(A block of data)
------
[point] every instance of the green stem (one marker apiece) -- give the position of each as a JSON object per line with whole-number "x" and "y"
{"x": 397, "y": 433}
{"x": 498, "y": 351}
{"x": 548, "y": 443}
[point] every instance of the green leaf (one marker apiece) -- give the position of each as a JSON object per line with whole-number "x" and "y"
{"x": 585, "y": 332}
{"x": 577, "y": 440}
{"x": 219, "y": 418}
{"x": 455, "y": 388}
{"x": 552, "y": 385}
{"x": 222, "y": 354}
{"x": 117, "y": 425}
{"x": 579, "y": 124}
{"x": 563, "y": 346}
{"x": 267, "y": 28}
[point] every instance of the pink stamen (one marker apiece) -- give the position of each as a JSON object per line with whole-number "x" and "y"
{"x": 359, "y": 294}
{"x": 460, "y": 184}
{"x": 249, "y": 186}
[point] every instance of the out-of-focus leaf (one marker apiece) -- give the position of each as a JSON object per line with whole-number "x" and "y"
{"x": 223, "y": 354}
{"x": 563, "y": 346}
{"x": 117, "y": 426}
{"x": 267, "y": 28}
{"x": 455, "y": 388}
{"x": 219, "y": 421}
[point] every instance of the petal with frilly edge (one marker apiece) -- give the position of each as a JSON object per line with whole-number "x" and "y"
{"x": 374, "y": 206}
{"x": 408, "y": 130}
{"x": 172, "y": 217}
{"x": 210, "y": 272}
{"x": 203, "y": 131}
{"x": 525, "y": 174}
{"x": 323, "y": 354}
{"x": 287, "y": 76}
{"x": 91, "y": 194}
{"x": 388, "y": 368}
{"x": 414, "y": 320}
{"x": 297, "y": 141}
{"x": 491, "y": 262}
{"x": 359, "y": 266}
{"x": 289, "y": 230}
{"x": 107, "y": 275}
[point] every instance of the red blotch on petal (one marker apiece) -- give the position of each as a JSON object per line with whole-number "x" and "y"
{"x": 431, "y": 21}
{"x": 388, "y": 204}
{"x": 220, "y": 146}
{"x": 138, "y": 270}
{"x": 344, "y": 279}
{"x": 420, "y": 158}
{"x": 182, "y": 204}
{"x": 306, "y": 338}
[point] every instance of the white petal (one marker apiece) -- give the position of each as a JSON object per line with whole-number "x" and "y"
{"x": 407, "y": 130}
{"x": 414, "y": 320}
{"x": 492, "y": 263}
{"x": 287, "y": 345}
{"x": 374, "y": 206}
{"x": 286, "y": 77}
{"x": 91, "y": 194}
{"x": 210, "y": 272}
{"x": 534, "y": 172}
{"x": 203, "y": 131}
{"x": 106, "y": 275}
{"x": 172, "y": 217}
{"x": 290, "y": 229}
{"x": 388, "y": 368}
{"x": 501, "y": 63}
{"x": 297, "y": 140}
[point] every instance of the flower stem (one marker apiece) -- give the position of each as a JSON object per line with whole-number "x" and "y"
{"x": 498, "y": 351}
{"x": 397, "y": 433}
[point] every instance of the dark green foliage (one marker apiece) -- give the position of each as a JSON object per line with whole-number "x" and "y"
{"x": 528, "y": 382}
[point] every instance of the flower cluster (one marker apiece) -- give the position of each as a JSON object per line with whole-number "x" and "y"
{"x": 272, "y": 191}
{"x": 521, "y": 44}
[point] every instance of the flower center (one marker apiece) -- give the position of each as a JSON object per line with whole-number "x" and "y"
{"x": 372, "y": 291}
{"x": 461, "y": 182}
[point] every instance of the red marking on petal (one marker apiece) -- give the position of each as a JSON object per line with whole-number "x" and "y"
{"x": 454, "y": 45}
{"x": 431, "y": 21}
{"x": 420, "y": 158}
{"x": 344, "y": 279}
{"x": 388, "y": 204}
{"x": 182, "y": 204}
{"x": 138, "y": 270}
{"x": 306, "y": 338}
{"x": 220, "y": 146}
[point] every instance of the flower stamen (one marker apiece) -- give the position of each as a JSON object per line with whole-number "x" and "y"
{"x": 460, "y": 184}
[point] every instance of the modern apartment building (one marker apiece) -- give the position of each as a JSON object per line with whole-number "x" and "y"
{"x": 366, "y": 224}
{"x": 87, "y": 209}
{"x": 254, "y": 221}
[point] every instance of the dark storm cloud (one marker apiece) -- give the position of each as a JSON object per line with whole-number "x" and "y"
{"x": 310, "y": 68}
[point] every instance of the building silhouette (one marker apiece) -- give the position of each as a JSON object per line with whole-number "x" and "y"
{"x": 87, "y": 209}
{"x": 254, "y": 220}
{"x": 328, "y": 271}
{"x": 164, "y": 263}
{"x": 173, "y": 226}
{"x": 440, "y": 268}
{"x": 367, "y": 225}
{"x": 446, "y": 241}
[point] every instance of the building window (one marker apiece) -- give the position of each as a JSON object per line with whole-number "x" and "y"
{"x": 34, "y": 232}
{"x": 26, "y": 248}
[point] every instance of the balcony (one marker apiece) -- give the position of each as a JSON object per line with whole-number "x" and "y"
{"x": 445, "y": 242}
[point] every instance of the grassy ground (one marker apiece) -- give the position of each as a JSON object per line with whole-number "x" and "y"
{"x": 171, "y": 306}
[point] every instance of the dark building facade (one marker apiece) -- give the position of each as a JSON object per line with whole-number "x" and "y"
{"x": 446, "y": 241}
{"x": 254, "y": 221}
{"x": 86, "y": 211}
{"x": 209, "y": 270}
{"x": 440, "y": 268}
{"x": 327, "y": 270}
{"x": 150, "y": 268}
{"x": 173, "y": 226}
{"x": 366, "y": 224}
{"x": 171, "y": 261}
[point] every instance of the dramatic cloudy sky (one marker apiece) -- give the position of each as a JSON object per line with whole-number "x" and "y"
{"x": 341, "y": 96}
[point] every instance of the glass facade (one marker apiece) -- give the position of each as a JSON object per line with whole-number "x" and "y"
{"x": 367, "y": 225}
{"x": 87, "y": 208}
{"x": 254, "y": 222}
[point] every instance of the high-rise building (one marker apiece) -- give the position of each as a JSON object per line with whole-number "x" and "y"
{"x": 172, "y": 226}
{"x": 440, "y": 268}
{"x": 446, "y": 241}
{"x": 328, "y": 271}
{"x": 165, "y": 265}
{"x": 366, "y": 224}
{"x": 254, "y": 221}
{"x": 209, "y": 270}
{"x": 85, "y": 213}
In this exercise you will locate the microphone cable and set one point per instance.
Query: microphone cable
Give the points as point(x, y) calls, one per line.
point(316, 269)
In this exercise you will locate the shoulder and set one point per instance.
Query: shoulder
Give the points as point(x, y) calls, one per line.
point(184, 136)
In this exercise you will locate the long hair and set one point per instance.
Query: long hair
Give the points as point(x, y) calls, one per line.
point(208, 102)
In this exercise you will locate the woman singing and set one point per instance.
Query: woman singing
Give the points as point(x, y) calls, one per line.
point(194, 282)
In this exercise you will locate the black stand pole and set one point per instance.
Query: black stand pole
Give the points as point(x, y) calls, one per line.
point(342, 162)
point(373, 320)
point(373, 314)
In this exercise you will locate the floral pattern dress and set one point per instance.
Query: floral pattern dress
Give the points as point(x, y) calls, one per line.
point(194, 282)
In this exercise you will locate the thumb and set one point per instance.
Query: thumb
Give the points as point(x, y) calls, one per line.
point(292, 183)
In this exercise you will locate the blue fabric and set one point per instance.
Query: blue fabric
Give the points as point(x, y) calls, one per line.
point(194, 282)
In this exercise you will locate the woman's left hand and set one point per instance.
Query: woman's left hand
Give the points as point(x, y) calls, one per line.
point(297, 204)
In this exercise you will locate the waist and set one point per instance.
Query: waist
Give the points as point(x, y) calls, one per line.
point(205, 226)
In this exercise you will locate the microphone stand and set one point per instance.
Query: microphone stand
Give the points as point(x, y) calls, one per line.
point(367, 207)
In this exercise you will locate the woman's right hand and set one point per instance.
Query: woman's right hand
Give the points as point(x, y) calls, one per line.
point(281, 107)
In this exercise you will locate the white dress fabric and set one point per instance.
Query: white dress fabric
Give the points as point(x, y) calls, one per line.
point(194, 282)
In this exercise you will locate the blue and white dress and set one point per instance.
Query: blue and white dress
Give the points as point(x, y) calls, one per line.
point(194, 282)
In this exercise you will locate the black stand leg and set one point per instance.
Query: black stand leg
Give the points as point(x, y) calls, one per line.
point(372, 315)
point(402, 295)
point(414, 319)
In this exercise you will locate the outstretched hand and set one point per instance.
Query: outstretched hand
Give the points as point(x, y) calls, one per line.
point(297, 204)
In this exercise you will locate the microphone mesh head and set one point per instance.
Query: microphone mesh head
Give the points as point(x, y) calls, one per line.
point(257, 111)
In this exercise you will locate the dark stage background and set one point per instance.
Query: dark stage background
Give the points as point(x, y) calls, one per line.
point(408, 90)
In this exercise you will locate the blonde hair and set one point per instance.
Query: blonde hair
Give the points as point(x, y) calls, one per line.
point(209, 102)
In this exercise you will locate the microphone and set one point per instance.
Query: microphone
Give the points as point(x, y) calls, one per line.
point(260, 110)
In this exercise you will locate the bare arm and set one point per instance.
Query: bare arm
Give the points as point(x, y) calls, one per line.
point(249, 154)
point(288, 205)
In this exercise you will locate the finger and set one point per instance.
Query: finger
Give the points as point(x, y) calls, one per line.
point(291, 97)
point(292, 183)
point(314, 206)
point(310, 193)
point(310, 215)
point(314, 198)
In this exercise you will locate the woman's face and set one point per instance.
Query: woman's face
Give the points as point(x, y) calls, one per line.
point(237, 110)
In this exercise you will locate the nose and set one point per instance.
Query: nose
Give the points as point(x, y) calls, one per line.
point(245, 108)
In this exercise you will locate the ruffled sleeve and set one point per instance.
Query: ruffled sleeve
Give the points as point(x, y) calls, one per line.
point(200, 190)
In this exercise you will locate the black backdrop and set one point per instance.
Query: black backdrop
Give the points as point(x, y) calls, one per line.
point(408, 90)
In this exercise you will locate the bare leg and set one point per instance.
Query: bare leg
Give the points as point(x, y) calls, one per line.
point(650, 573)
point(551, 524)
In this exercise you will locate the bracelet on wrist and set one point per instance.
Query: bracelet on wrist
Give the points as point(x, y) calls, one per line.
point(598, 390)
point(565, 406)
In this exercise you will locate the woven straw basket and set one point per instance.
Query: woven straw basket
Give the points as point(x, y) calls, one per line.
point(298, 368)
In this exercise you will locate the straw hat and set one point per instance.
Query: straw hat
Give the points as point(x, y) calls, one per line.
------
> **What to produce**
Write out the lines starting with the one that contains "In this exercise you will locate the ruffled" and going on through the one that contains "point(565, 406)" as a Markdown table with two columns, Number and Line. Leave out any blank lines.

> **Expected answer**
| Number | Line |
|---|---|
| 1 | In this exercise you will locate the ruffled sleeve and set one point per instance. |
| 2 | Query: ruffled sleeve |
| 3 | Give the points as point(x, y) calls, one per line. |
| 4 | point(200, 190) |
| 5 | In this exercise you will locate the black backdrop and set one point per instance. |
| 6 | Query: black backdrop |
| 7 | Give the points as point(x, y) calls, one per line. |
| 8 | point(408, 90) |
| 9 | In this exercise you will locate the bare leg and set one point per instance. |
| 10 | Query: bare leg |
| 11 | Give the points as point(x, y) calls, one per line. |
| 12 | point(650, 573) |
| 13 | point(551, 524) |
| 14 | In this exercise you will locate the bracelet on wrist and set one point per instance. |
| 15 | Query: bracelet on wrist |
| 16 | Give the points as point(x, y) calls, one per line. |
| 17 | point(598, 390) |
| 18 | point(565, 406) |